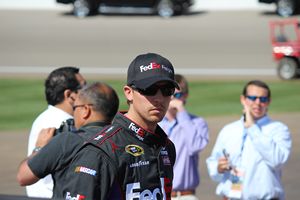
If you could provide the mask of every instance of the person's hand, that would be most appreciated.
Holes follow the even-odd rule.
[[[35,143],[36,147],[43,147],[52,139],[56,128],[45,128],[39,133],[38,139]]]
[[[172,98],[169,108],[175,109],[177,112],[184,110],[184,102],[180,99]]]
[[[255,121],[253,119],[253,116],[250,113],[249,106],[246,103],[244,103],[243,106],[244,106],[244,110],[243,110],[243,113],[244,113],[244,126],[245,126],[245,128],[249,128],[250,126],[255,124]]]
[[[225,157],[221,157],[219,158],[218,160],[218,172],[223,174],[227,171],[230,171],[231,170],[231,166],[230,166],[230,163],[229,163],[229,160]]]

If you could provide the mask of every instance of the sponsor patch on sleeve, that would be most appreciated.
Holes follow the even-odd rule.
[[[93,170],[93,169],[90,169],[90,168],[87,168],[87,167],[83,167],[83,166],[77,166],[75,168],[75,172],[76,173],[85,173],[85,174],[89,174],[89,175],[92,175],[92,176],[96,176],[96,174],[97,174],[96,170]]]

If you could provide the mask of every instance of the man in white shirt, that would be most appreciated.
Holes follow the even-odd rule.
[[[43,128],[56,127],[67,119],[73,118],[73,104],[78,90],[86,84],[85,79],[76,67],[61,67],[52,71],[45,81],[45,96],[48,108],[43,111],[33,122],[27,155],[35,151],[35,143],[39,132]],[[51,175],[39,180],[37,183],[27,186],[29,197],[51,198],[53,180]]]
[[[219,182],[216,193],[224,199],[283,200],[282,168],[292,147],[288,127],[268,116],[266,83],[248,82],[240,102],[244,115],[220,131],[206,160],[210,177]]]

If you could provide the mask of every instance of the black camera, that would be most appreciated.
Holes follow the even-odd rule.
[[[67,119],[66,121],[61,123],[61,125],[58,129],[55,130],[54,135],[57,135],[57,134],[63,133],[63,132],[75,132],[75,131],[76,131],[76,128],[75,128],[74,119]]]

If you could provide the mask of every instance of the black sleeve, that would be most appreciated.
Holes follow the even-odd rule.
[[[64,194],[82,195],[85,199],[108,199],[113,182],[116,179],[115,165],[101,149],[87,145],[81,149],[69,166],[64,184]]]
[[[175,161],[176,161],[176,149],[175,149],[174,143],[171,140],[169,140],[168,148],[170,149],[170,152],[171,152],[171,154],[169,156],[170,156],[170,159],[172,162],[172,166],[174,166]]]
[[[70,162],[81,142],[76,134],[59,134],[28,160],[28,166],[37,177],[44,178]]]

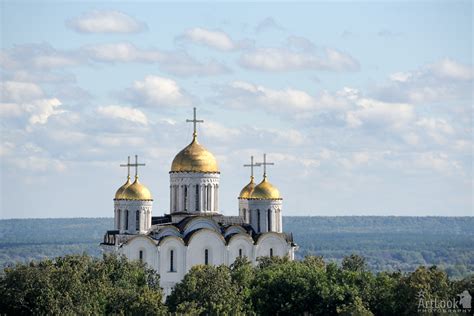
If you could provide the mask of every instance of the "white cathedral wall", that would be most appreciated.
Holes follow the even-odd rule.
[[[203,228],[195,232],[189,240],[186,253],[186,271],[189,271],[195,265],[204,264],[205,249],[209,250],[209,264],[227,264],[224,238],[214,230]]]
[[[285,238],[277,233],[266,233],[257,240],[256,257],[270,256],[270,249],[273,249],[273,256],[289,256],[289,246]],[[291,256],[290,256],[291,257]]]
[[[171,271],[171,250],[173,251],[174,271]],[[176,236],[165,237],[158,246],[160,286],[165,295],[169,295],[174,285],[186,274],[186,247],[183,240]]]
[[[219,173],[171,172],[170,212],[219,212],[219,179]]]
[[[255,252],[253,240],[248,235],[238,234],[233,236],[227,246],[228,249],[228,264],[234,263],[235,259],[239,257],[239,249],[242,249],[242,256],[247,257],[251,262],[255,262]]]
[[[132,237],[119,251],[130,260],[140,260],[140,251],[143,251],[143,262],[159,271],[158,251],[150,237],[141,235]]]

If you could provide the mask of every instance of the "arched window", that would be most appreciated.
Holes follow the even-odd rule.
[[[176,272],[174,269],[174,250],[170,250],[170,272]]]
[[[125,210],[125,230],[128,230],[128,210]]]
[[[267,211],[267,230],[272,231],[272,211],[268,209]]]
[[[188,186],[184,186],[184,211],[188,211]]]
[[[135,229],[137,231],[140,230],[140,211],[137,210],[136,215],[135,215]]]
[[[209,264],[209,249],[204,250],[204,264],[205,265]]]
[[[270,257],[273,257],[273,248],[270,248]]]
[[[140,250],[138,252],[138,259],[140,260],[140,262],[143,262],[143,250]]]
[[[257,231],[260,232],[260,210],[257,210]]]
[[[239,249],[239,257],[242,258],[242,248]]]
[[[200,200],[199,200],[199,184],[196,184],[196,212],[199,212],[199,203],[200,203]]]
[[[246,221],[247,221],[247,210],[244,209],[244,222],[246,222]]]

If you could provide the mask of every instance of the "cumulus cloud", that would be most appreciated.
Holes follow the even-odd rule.
[[[474,68],[450,58],[401,71],[375,87],[373,94],[395,102],[429,103],[470,99]]]
[[[112,10],[94,10],[66,22],[66,25],[80,33],[136,33],[147,28],[135,18]]]
[[[327,91],[313,96],[299,89],[273,89],[246,81],[233,81],[220,86],[214,100],[233,108],[257,106],[270,113],[290,113],[297,118],[312,116],[317,110],[338,111],[346,105],[345,100]]]
[[[360,98],[356,108],[346,113],[349,127],[389,126],[400,129],[415,119],[413,106],[405,103],[387,103],[369,98]]]
[[[212,31],[200,27],[187,30],[179,39],[188,40],[221,51],[230,51],[237,47],[234,41],[225,32]]]
[[[351,55],[333,48],[317,49],[306,38],[291,36],[285,47],[257,48],[243,53],[242,67],[261,71],[357,71],[359,62]]]
[[[0,115],[3,117],[29,115],[31,125],[45,124],[52,115],[61,113],[57,98],[46,98],[43,90],[28,82],[0,82]]]
[[[231,72],[214,59],[199,61],[184,51],[139,48],[128,42],[93,44],[66,51],[51,45],[27,44],[4,50],[0,66],[19,81],[73,83],[73,75],[61,72],[67,67],[96,63],[156,63],[168,73],[178,76],[213,76]]]
[[[191,96],[172,79],[146,76],[133,82],[125,96],[137,105],[180,107],[191,104]]]
[[[82,62],[78,52],[58,50],[48,43],[15,45],[2,50],[0,66],[6,70],[51,70]]]
[[[0,97],[3,102],[22,102],[43,97],[43,90],[34,83],[20,81],[0,82]]]
[[[148,124],[148,119],[142,111],[126,106],[100,106],[97,108],[97,113],[108,118],[122,119],[143,125]]]

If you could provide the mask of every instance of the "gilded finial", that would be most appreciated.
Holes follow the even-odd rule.
[[[254,167],[260,167],[259,164],[253,163],[253,156],[250,156],[250,164],[244,165],[244,167],[250,167],[250,182],[253,182],[254,176],[253,176],[253,168]]]

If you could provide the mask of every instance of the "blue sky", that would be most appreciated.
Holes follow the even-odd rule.
[[[224,214],[266,152],[286,215],[473,215],[470,1],[1,11],[1,218],[112,216],[134,154],[167,213],[193,106]]]

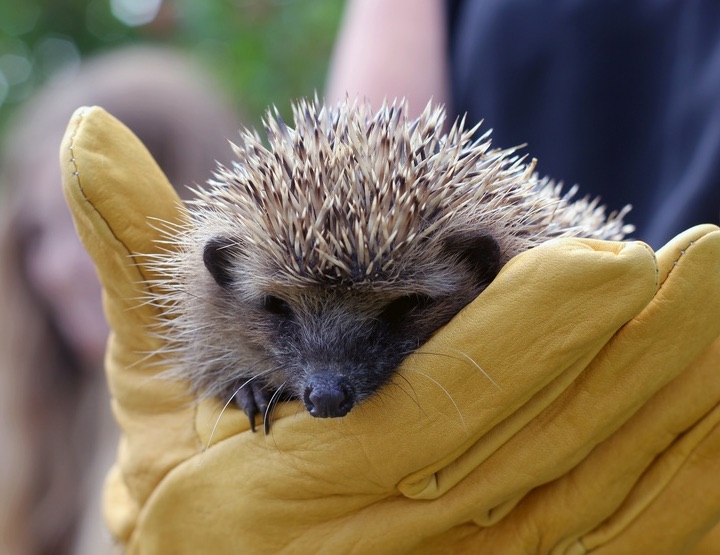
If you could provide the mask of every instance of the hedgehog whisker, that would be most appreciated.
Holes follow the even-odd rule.
[[[458,350],[458,349],[453,349],[453,351],[455,351],[456,353],[462,355],[465,359],[469,360],[475,368],[477,368],[478,370],[480,370],[480,372],[482,372],[482,375],[483,375],[483,376],[485,376],[488,380],[490,380],[490,383],[491,383],[491,384],[493,384],[495,387],[498,388],[499,391],[502,391],[502,390],[503,390],[503,388],[500,387],[500,386],[497,384],[497,382],[490,377],[490,374],[488,374],[487,372],[485,372],[485,370],[482,369],[482,366],[480,366],[473,357],[471,357],[471,356],[470,356],[469,354],[467,354],[465,351],[460,351],[460,350]]]
[[[232,400],[235,399],[235,395],[237,395],[238,392],[243,387],[245,387],[247,384],[252,382],[254,379],[260,378],[266,374],[269,374],[270,372],[272,372],[272,369],[265,370],[264,372],[260,372],[259,374],[254,375],[252,378],[245,380],[245,382],[243,382],[242,385],[240,385],[240,387],[238,387],[237,389],[235,389],[235,391],[233,391],[232,395],[230,395],[230,398],[227,400],[225,405],[223,405],[223,408],[220,411],[220,414],[218,415],[217,419],[215,420],[215,424],[213,425],[212,430],[210,431],[210,437],[208,438],[208,442],[207,442],[207,445],[205,446],[204,451],[207,451],[210,448],[210,445],[212,444],[212,439],[215,436],[215,430],[217,430],[218,424],[220,424],[220,419],[222,418],[222,415],[225,414],[225,411],[230,406],[230,403],[232,403]],[[272,399],[271,399],[271,401],[272,401]]]
[[[411,370],[417,374],[420,374],[421,376],[424,376],[425,378],[430,380],[432,383],[434,383],[436,386],[438,386],[442,390],[443,393],[445,393],[447,398],[450,400],[450,402],[455,407],[455,410],[457,411],[458,416],[460,417],[460,423],[462,424],[463,430],[465,430],[465,433],[467,433],[468,429],[467,429],[467,425],[465,424],[465,418],[462,415],[462,411],[460,410],[460,407],[455,402],[455,399],[453,399],[453,396],[450,395],[450,392],[447,389],[445,389],[445,387],[439,381],[437,381],[435,378],[433,378],[429,374],[426,374],[425,372],[422,372],[422,371],[418,370],[417,368],[409,368],[409,370]]]
[[[447,358],[451,358],[451,359],[453,359],[453,360],[463,360],[463,359],[468,360],[468,361],[470,361],[470,362],[472,363],[472,365],[473,365],[475,368],[477,368],[478,370],[480,370],[480,372],[483,374],[483,376],[485,376],[485,377],[490,381],[490,383],[492,383],[492,384],[493,384],[495,387],[497,387],[500,391],[503,390],[503,388],[500,387],[500,386],[498,385],[498,383],[497,383],[495,380],[492,379],[492,377],[490,377],[490,374],[488,374],[485,370],[483,370],[482,366],[480,366],[474,358],[472,358],[472,357],[471,357],[470,355],[468,355],[466,352],[460,351],[460,350],[458,350],[458,349],[452,349],[452,351],[455,352],[455,353],[457,353],[457,354],[459,354],[459,355],[462,355],[462,359],[461,359],[460,357],[454,356],[454,355],[449,354],[449,353],[436,353],[436,352],[432,352],[432,351],[417,351],[417,352],[415,352],[415,353],[413,353],[413,354],[414,354],[414,355],[432,355],[432,356],[437,356],[437,357],[447,357]]]
[[[406,391],[406,389],[405,389],[401,384],[397,383],[397,382],[395,381],[395,378],[400,378],[400,379],[403,380],[407,385],[409,385],[409,386],[410,386],[410,390],[412,391],[412,395],[411,395],[410,393],[408,393],[408,392]],[[407,379],[405,376],[403,376],[402,374],[396,372],[396,373],[393,374],[393,380],[392,380],[391,383],[392,383],[393,385],[397,386],[397,388],[398,388],[400,391],[402,391],[405,395],[408,396],[408,398],[410,398],[410,399],[415,403],[415,405],[417,406],[417,408],[419,408],[423,413],[425,413],[425,410],[423,409],[422,405],[420,404],[420,401],[418,400],[417,391],[415,391],[415,388],[413,387],[412,382],[410,382],[410,380],[408,380],[408,379]]]
[[[270,401],[268,401],[268,405],[265,408],[265,414],[263,415],[263,430],[265,431],[266,436],[270,433],[272,411],[280,402],[280,395],[282,394],[282,390],[285,388],[286,384],[287,382],[283,382],[283,384],[277,388],[275,393],[272,394],[272,397],[270,397]]]
[[[265,356],[265,357],[263,357],[263,358],[260,358],[260,359],[256,360],[255,363],[254,363],[251,367],[249,367],[248,369],[244,369],[244,370],[243,370],[242,376],[238,376],[237,374],[233,374],[232,372],[229,372],[229,371],[228,371],[228,369],[235,364],[234,359],[232,359],[231,362],[229,362],[227,365],[222,366],[222,367],[218,367],[217,371],[214,372],[214,375],[216,376],[216,378],[217,378],[217,377],[225,377],[223,380],[219,380],[219,381],[218,381],[217,379],[214,379],[214,380],[213,380],[213,383],[214,383],[215,386],[216,386],[216,390],[219,390],[219,391],[224,390],[224,389],[225,389],[225,386],[230,385],[230,384],[232,384],[232,383],[235,383],[235,382],[237,382],[239,379],[243,379],[245,376],[247,376],[248,374],[252,373],[252,372],[255,370],[255,368],[257,368],[258,366],[260,366],[262,363],[264,363],[264,362],[266,362],[266,361],[268,361],[268,360],[272,360],[272,359],[273,359],[272,355],[267,355],[267,356]],[[265,376],[265,375],[267,375],[267,374],[272,373],[273,371],[274,371],[273,368],[268,368],[267,370],[265,370],[265,371],[263,371],[263,372],[260,372],[259,374],[251,377],[249,380],[247,380],[245,383],[243,383],[239,388],[237,388],[237,389],[233,392],[232,397],[235,397],[235,395],[237,394],[238,391],[240,391],[240,389],[242,389],[246,384],[248,384],[249,382],[251,382],[251,381],[254,380],[255,378],[259,378],[259,377],[261,377],[261,376]],[[231,397],[231,398],[232,398],[232,397]]]
[[[218,414],[218,417],[215,420],[215,424],[213,424],[212,430],[210,431],[210,437],[208,438],[207,444],[205,445],[205,449],[203,449],[203,452],[207,451],[210,448],[210,444],[212,443],[213,437],[215,436],[215,430],[217,429],[218,424],[220,424],[220,419],[222,418],[222,415],[225,414],[225,410],[228,408],[230,403],[232,403],[232,400],[235,398],[235,395],[238,391],[240,391],[240,389],[242,389],[242,386],[237,388],[237,390],[230,396],[230,398],[227,400],[222,410],[220,411],[220,414]]]

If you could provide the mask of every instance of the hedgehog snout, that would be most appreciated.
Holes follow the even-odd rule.
[[[355,404],[355,392],[344,376],[321,371],[308,378],[303,402],[316,418],[345,416]]]

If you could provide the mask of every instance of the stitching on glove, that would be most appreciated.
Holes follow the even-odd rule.
[[[75,158],[75,137],[78,133],[78,130],[80,129],[80,125],[82,124],[82,120],[85,118],[85,110],[80,112],[79,117],[77,119],[77,125],[75,125],[75,129],[73,129],[72,135],[70,135],[70,146],[68,146],[68,150],[70,151],[70,163],[75,168],[75,171],[72,173],[72,175],[75,176],[75,180],[77,181],[78,188],[80,189],[80,192],[82,193],[83,197],[85,197],[85,200],[87,200],[87,195],[85,194],[85,191],[83,190],[82,183],[80,183],[80,168],[77,165],[77,159]]]
[[[102,220],[102,222],[105,224],[105,227],[110,232],[110,235],[112,235],[113,239],[115,239],[120,245],[123,246],[125,251],[127,252],[128,256],[133,260],[133,267],[137,270],[138,274],[140,274],[141,280],[140,283],[147,283],[148,277],[143,272],[143,265],[136,259],[136,253],[133,253],[125,244],[124,241],[120,240],[120,238],[115,234],[115,230],[110,225],[110,222],[105,218],[103,213],[99,211],[95,204],[88,198],[87,194],[85,193],[85,190],[82,186],[82,182],[80,181],[80,167],[77,163],[77,158],[75,157],[75,137],[77,137],[78,133],[80,132],[80,127],[83,123],[83,120],[85,119],[86,114],[89,110],[92,108],[85,108],[78,111],[78,118],[77,118],[77,124],[75,125],[75,128],[73,129],[72,134],[70,135],[69,139],[69,146],[68,150],[70,151],[70,163],[75,168],[75,171],[72,172],[72,175],[75,177],[75,181],[77,183],[78,189],[80,193],[82,194],[83,198],[85,199],[85,202],[87,202],[90,206],[92,206],[93,211],[95,214]]]
[[[68,146],[68,150],[70,150],[70,162],[72,163],[73,167],[75,168],[75,171],[72,173],[73,176],[75,176],[75,181],[77,182],[78,189],[80,190],[80,193],[82,194],[85,201],[92,206],[93,210],[95,211],[95,214],[98,215],[98,217],[105,223],[105,226],[107,227],[108,231],[110,231],[110,234],[113,236],[113,238],[120,243],[123,247],[125,247],[125,250],[128,251],[130,256],[135,260],[135,257],[130,252],[130,250],[127,248],[127,245],[123,243],[117,235],[115,235],[115,231],[113,230],[110,223],[105,219],[105,216],[97,209],[95,208],[95,205],[92,203],[92,201],[88,198],[88,196],[85,194],[85,190],[83,189],[82,183],[80,181],[80,167],[77,163],[77,158],[75,158],[75,137],[77,136],[78,132],[80,131],[80,126],[82,125],[83,119],[85,119],[85,114],[88,112],[87,109],[84,109],[79,112],[78,119],[77,119],[77,125],[75,126],[75,129],[73,129],[72,135],[70,135],[70,145]],[[135,263],[138,270],[140,269],[139,264]],[[143,280],[145,280],[145,275],[140,272],[140,275],[143,277]]]
[[[660,285],[663,285],[663,284],[668,280],[668,278],[672,275],[673,270],[674,270],[674,269],[677,267],[677,265],[680,263],[680,259],[681,259],[683,256],[685,256],[685,254],[687,254],[687,251],[690,250],[690,247],[692,247],[693,245],[695,245],[696,242],[697,242],[697,240],[690,241],[684,248],[680,249],[680,255],[679,255],[675,260],[673,260],[673,263],[672,263],[672,266],[670,267],[670,270],[668,271],[667,275],[665,276],[665,279],[663,280],[663,282],[662,282]]]
[[[650,256],[652,256],[653,260],[655,261],[655,290],[657,291],[660,288],[660,264],[658,263],[657,254],[655,254],[655,251],[651,249],[650,245],[648,245],[647,243],[638,241],[638,244],[642,245],[645,250],[650,253]]]

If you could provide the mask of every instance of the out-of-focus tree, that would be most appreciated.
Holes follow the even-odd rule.
[[[5,0],[0,2],[0,129],[38,86],[94,52],[133,42],[199,59],[251,123],[270,104],[321,91],[339,0]]]

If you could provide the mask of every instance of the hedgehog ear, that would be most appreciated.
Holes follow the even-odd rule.
[[[489,231],[453,235],[445,246],[470,266],[478,284],[488,285],[502,267],[500,245]]]
[[[203,262],[210,275],[223,289],[233,283],[232,277],[232,247],[237,243],[228,237],[213,237],[205,243]]]

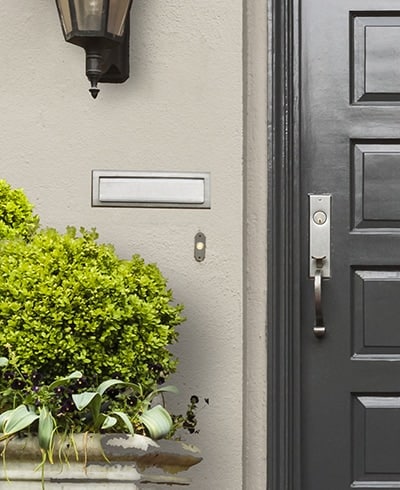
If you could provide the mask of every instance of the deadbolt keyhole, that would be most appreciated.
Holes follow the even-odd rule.
[[[327,216],[326,216],[326,213],[324,213],[323,211],[317,211],[314,213],[313,215],[313,221],[316,225],[323,225],[326,223],[326,220],[327,220]]]

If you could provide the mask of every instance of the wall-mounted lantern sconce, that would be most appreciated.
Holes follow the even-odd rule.
[[[56,0],[65,40],[86,51],[86,75],[96,98],[98,82],[129,78],[132,0]]]

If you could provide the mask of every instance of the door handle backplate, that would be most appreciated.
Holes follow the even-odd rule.
[[[331,277],[331,201],[331,194],[309,194],[310,277],[317,269],[322,277]],[[322,257],[322,267],[317,267],[316,258]]]

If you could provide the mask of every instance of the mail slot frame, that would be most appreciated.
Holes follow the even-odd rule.
[[[148,201],[101,200],[102,179],[155,179],[155,180],[199,180],[203,182],[203,202],[164,202],[152,198]],[[210,172],[147,172],[128,170],[92,170],[92,207],[134,207],[134,208],[211,208]]]

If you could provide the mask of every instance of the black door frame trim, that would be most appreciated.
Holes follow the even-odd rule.
[[[268,0],[268,490],[299,490],[299,2]]]

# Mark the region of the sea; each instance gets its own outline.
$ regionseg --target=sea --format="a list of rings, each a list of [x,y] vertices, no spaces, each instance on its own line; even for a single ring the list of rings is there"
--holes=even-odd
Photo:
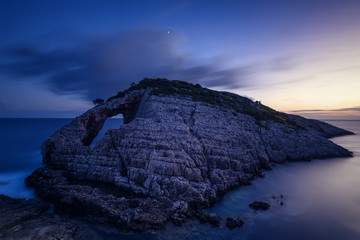
[[[24,178],[42,166],[41,143],[71,119],[0,119],[0,194],[32,198]],[[160,231],[121,233],[88,225],[92,239],[360,239],[360,121],[326,120],[355,135],[331,140],[354,157],[287,162],[265,171],[252,185],[232,190],[209,211],[240,217],[241,228],[212,227],[189,220],[182,227],[171,223]],[[94,143],[107,129],[118,128],[121,118],[108,119]],[[93,143],[93,144],[94,144]],[[283,206],[254,211],[249,203],[283,195]],[[80,237],[81,238],[81,237]]]

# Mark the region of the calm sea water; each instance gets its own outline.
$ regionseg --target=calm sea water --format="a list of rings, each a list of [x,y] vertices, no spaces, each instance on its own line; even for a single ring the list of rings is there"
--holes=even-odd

--------------------------------------------------

## BRIEF
Look at the listing and set down only the lines from its start through the line with "shirt, that would be most appreciated.", word for word and without pictures.

## SOLVED EXERCISE
If you could provide the mask of every instance of the person's hand, that would be most appreciated.
Holes follow the even-odd rule.
[[[35,143],[36,147],[43,147],[52,139],[56,128],[45,128],[39,133],[38,139]]]
[[[172,98],[169,108],[175,109],[177,112],[184,110],[184,102],[180,99]]]
[[[255,121],[253,119],[253,116],[250,113],[249,106],[246,103],[244,103],[243,106],[244,106],[244,110],[243,110],[243,113],[244,113],[244,126],[245,126],[245,128],[249,128],[250,126],[255,124]]]
[[[225,157],[221,157],[219,158],[218,160],[218,172],[223,174],[227,171],[230,171],[231,170],[231,166],[230,166],[230,163],[229,163],[229,160]]]

If you could provide the mask of every instance of the sponsor patch on sleeve, that would be most appreciated.
Holes follow the even-odd rule.
[[[93,170],[93,169],[90,169],[90,168],[87,168],[87,167],[83,167],[83,166],[77,166],[75,168],[75,172],[76,173],[85,173],[85,174],[89,174],[89,175],[92,175],[92,176],[96,176],[96,174],[97,174],[96,170]]]

If you could provide the mask of every instance of the man in white shirt, that would be most appreciated.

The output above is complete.